▸ **REQUIRED WORK**
Reproduce the material from its start through the line containing "[[[54,26],[1,1],[0,56],[256,134],[256,1],[17,1]]]", both ends included, keeping the requests. Scale every polygon vertex coordinate in the answers by 1.6, round each to a whole number with halves rounded up, and leave out the pictures.

▸ **DATASET**
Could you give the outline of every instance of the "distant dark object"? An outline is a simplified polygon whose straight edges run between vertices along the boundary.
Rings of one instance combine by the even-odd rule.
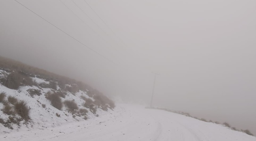
[[[12,105],[15,105],[18,102],[18,99],[14,96],[9,95],[7,99],[9,102]]]
[[[225,125],[225,126],[226,126],[228,127],[229,127],[229,128],[230,128],[230,125],[229,125],[229,124],[227,122],[225,122],[223,123],[223,125]]]
[[[21,101],[17,103],[14,105],[16,112],[23,119],[29,119],[29,110],[24,101]]]
[[[6,96],[6,95],[4,92],[1,92],[0,93],[0,102],[2,103],[5,100],[5,98]]]
[[[247,129],[245,130],[241,130],[242,131],[245,133],[248,134],[249,135],[250,135],[251,136],[254,136],[253,134],[252,134],[251,133],[251,132],[248,129]]]
[[[46,94],[45,98],[51,101],[52,106],[59,110],[61,110],[63,106],[62,102],[58,95],[48,92]]]

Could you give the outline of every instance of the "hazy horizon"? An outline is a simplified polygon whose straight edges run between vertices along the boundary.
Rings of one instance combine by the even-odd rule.
[[[17,1],[95,52],[4,0],[0,56],[256,134],[256,1]]]

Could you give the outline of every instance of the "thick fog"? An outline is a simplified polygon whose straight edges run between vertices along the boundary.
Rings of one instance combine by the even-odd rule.
[[[54,26],[1,1],[0,56],[256,134],[256,1],[17,1]]]

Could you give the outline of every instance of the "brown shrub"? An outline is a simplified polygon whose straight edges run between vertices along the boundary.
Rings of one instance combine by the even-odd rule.
[[[16,112],[25,120],[29,119],[29,109],[24,101],[16,103],[14,105]]]
[[[71,111],[74,111],[75,110],[78,109],[77,105],[75,102],[75,100],[73,99],[72,100],[65,100],[64,102],[64,104]]]
[[[223,123],[223,125],[225,125],[225,126],[226,126],[228,127],[229,127],[229,128],[230,128],[230,125],[227,122],[225,122]]]
[[[67,90],[72,94],[75,94],[76,92],[79,92],[79,88],[78,86],[75,84],[72,84],[71,86],[67,86],[66,87]]]
[[[62,102],[60,96],[55,94],[47,93],[45,98],[51,101],[51,103],[52,106],[59,110],[61,110],[62,108]]]
[[[5,93],[1,92],[0,93],[0,102],[2,103],[4,101],[6,96],[6,95]]]
[[[200,119],[200,120],[202,121],[203,122],[207,122],[207,121],[206,119],[205,119],[204,118],[203,118]]]
[[[19,87],[22,86],[21,83],[24,78],[23,75],[19,73],[14,71],[11,73],[6,78],[4,85],[11,89],[17,89]]]
[[[55,92],[55,93],[56,94],[58,95],[60,97],[64,98],[66,98],[66,95],[67,94],[67,93],[66,92],[60,89],[59,89],[58,91]]]
[[[27,90],[27,92],[29,94],[30,96],[32,98],[34,98],[35,95],[36,95],[38,96],[40,96],[42,94],[42,93],[41,93],[41,90],[34,88],[28,89]]]
[[[5,105],[5,107],[2,109],[3,112],[8,115],[14,115],[15,112],[12,110],[12,107],[8,104]]]
[[[250,135],[251,136],[254,136],[253,134],[252,134],[251,133],[251,132],[248,129],[247,129],[245,130],[241,130],[249,135]]]
[[[46,105],[44,104],[42,104],[42,107],[43,108],[45,108],[46,107]]]
[[[81,108],[79,109],[79,112],[82,116],[84,116],[86,115],[86,113],[88,112],[88,110],[86,109]]]
[[[9,102],[12,105],[14,105],[18,102],[18,99],[14,96],[9,95],[8,96],[7,99]]]

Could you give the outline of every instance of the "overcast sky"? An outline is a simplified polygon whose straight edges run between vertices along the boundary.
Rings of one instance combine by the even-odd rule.
[[[2,0],[0,55],[256,134],[256,1],[17,1],[77,40]]]

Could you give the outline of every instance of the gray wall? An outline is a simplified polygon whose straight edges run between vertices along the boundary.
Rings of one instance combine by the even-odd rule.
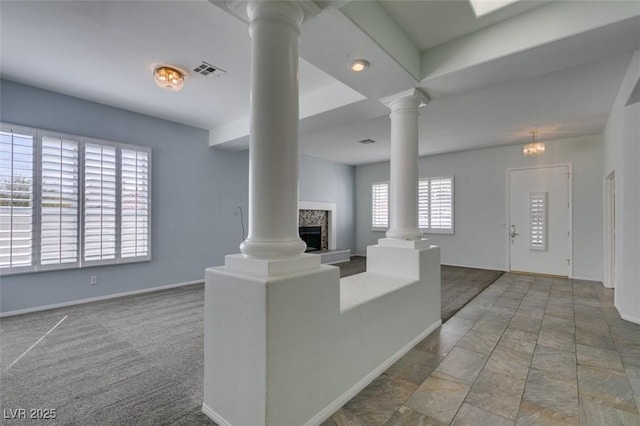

▸ **FINISHED TASK**
Could you give the outline of every instance of the "distant dark object"? An outline is a simplified polygon whose straight edges run between vertices along the boundary.
Rings of one instance combine by the even-odd rule.
[[[19,168],[24,168],[29,163],[29,158],[22,154],[14,152],[11,158],[14,163]]]
[[[360,200],[360,202],[362,202],[365,203],[366,203],[366,205],[368,205],[368,200],[366,200],[366,198],[363,195],[360,195],[357,197],[357,200]]]
[[[34,162],[27,165],[22,168],[26,179],[37,190],[46,190],[46,176],[38,162]]]
[[[10,154],[10,152],[6,147],[2,147],[0,149],[0,163],[3,165],[8,160],[8,157]]]
[[[395,206],[392,208],[386,208],[387,210],[392,213],[397,214],[398,216],[400,216],[402,218],[406,218],[405,214],[403,214],[402,213],[402,211],[397,206]]]
[[[74,150],[72,157],[82,162],[83,170],[94,176],[98,176],[101,170],[99,163],[93,152],[77,147]]]

Could you give the outline of every instance of the "hazy horizon"? An outline is a simplified polygon whose straight edges run between vertices along the boundary.
Rings of one instance combine by the even-odd rule.
[[[27,2],[152,83],[6,0],[0,90],[410,214],[410,2]]]

Could you give the outline of every instance of the "thick fog"? An outline is a simplified polygon whose straight edges run between vertices along the boundary.
Rings of one instance combine by the even-odd rule.
[[[86,42],[2,2],[0,90],[410,214],[410,2],[27,2]]]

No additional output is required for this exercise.